● Set task
Edit the entries below by replacing every "integer pixel coordinates" with "whole-number pixel coordinates" and leaving everything else unchanged. Leave the pictures out of your version.

[start Provided entries]

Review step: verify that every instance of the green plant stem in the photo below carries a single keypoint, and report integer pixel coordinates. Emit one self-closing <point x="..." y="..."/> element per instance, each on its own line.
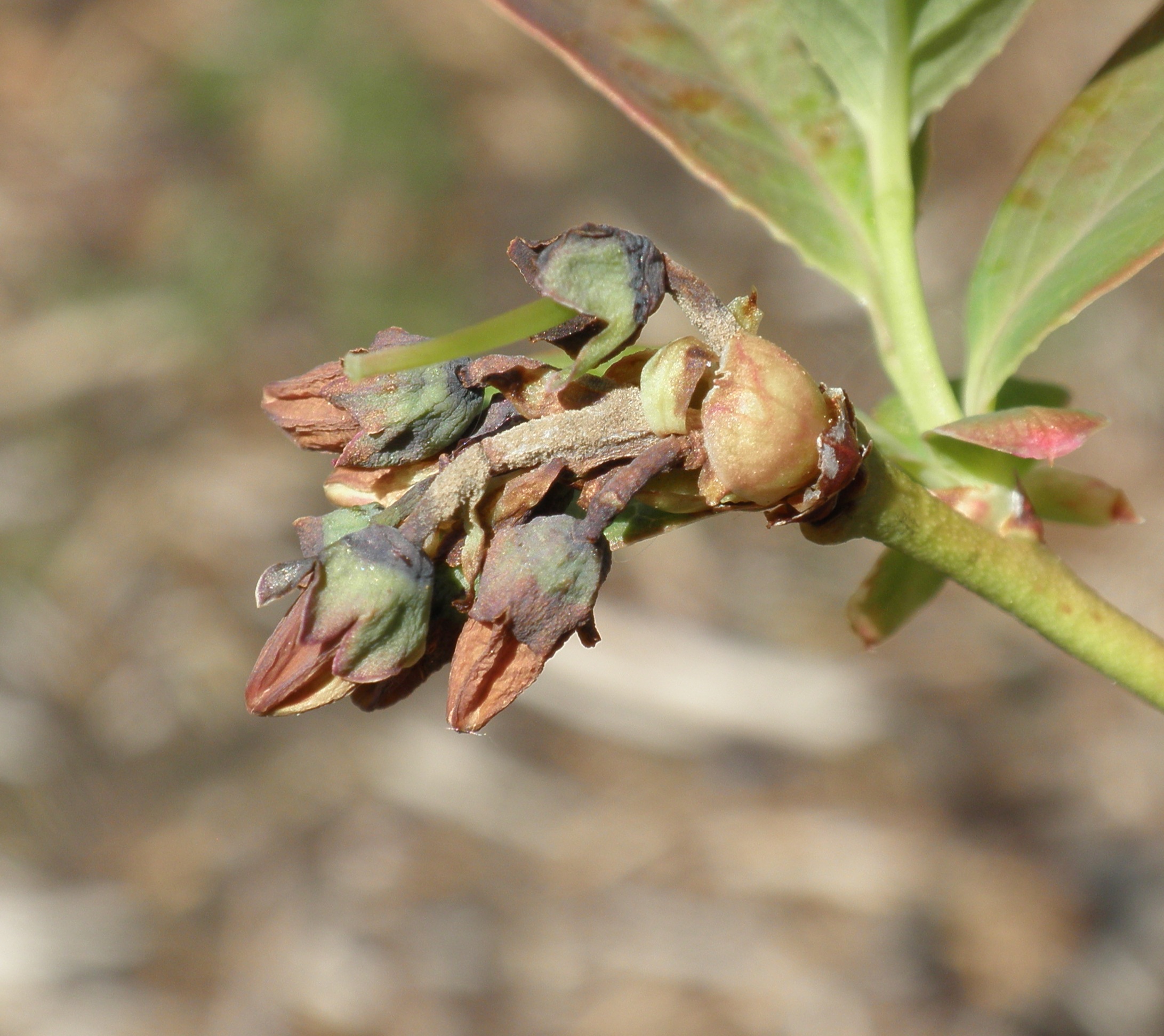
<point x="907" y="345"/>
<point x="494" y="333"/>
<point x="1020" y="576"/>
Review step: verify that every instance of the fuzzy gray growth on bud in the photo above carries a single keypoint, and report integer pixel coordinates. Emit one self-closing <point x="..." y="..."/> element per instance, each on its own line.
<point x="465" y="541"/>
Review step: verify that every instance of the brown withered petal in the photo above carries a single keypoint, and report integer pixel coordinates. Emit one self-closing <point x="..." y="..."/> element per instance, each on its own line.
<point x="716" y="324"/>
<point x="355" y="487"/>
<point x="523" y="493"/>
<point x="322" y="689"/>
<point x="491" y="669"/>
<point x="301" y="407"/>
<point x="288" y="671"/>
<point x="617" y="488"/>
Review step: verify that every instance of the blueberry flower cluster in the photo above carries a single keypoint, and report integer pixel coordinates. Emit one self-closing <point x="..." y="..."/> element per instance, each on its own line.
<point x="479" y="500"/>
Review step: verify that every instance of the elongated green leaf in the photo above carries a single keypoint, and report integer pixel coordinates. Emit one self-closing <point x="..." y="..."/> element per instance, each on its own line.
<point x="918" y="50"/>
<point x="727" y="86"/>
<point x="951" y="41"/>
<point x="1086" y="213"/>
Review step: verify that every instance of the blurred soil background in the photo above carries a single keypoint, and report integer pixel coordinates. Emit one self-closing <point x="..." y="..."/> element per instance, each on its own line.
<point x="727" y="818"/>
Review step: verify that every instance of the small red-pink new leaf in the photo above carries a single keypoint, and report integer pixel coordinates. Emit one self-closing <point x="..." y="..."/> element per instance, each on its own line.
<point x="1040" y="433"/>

[end Provided entries]

● Task solution
Review step: verify that every instance of the green plant stem in the photo below carries a single keypoint, and report whole-number pixel coordinates. Emit one self-closing <point x="..." y="..."/> element per instance, each on its own line.
<point x="907" y="345"/>
<point x="494" y="333"/>
<point x="1020" y="576"/>
Review step: verify that every instance of the fuzzy gray growth on bud in the photo above carries a single keypoint, and report whole-number pixel coordinates. Emit one self-closing <point x="..." y="..."/> element per instance, each on its own line.
<point x="465" y="541"/>
Review step: verify that every instance of the brown withered petal in the photo above carries a single keypoint, and report whole-number pixel coordinates. Emit one self-closing <point x="..." y="..."/> element per instance, each on its own line.
<point x="716" y="324"/>
<point x="355" y="487"/>
<point x="523" y="493"/>
<point x="322" y="689"/>
<point x="491" y="669"/>
<point x="301" y="407"/>
<point x="288" y="671"/>
<point x="617" y="488"/>
Review step: verify that every instance of the blueberry flower cluster in the photo above carries a single keypoint, and report whole-number pixel coordinates. Emit one self-closing <point x="..." y="..."/> element per instance, each on its own line.
<point x="479" y="500"/>
Review step: verify that every instance of the elongated green leaf in the photo above carries a single keypoint, and report whole-number pixel coordinates. Emit one self-closing <point x="..." y="..."/> element per instance, each on its own line.
<point x="918" y="50"/>
<point x="727" y="86"/>
<point x="951" y="41"/>
<point x="1086" y="213"/>
Review step: verify that every instance of the blurred soil background in the photo above carries a single keypoint, and report whole-number pixel coordinates. Emit one self-closing <point x="..." y="..."/> element per instance, each on its own line.
<point x="727" y="818"/>
Review step: verify that every instance of the small red-pink new leaf in the photo above carries a single keypoint, and report whole-number pixel coordinates. Emit one self-closing <point x="..." y="..."/> element per instance, each on its own line.
<point x="1040" y="433"/>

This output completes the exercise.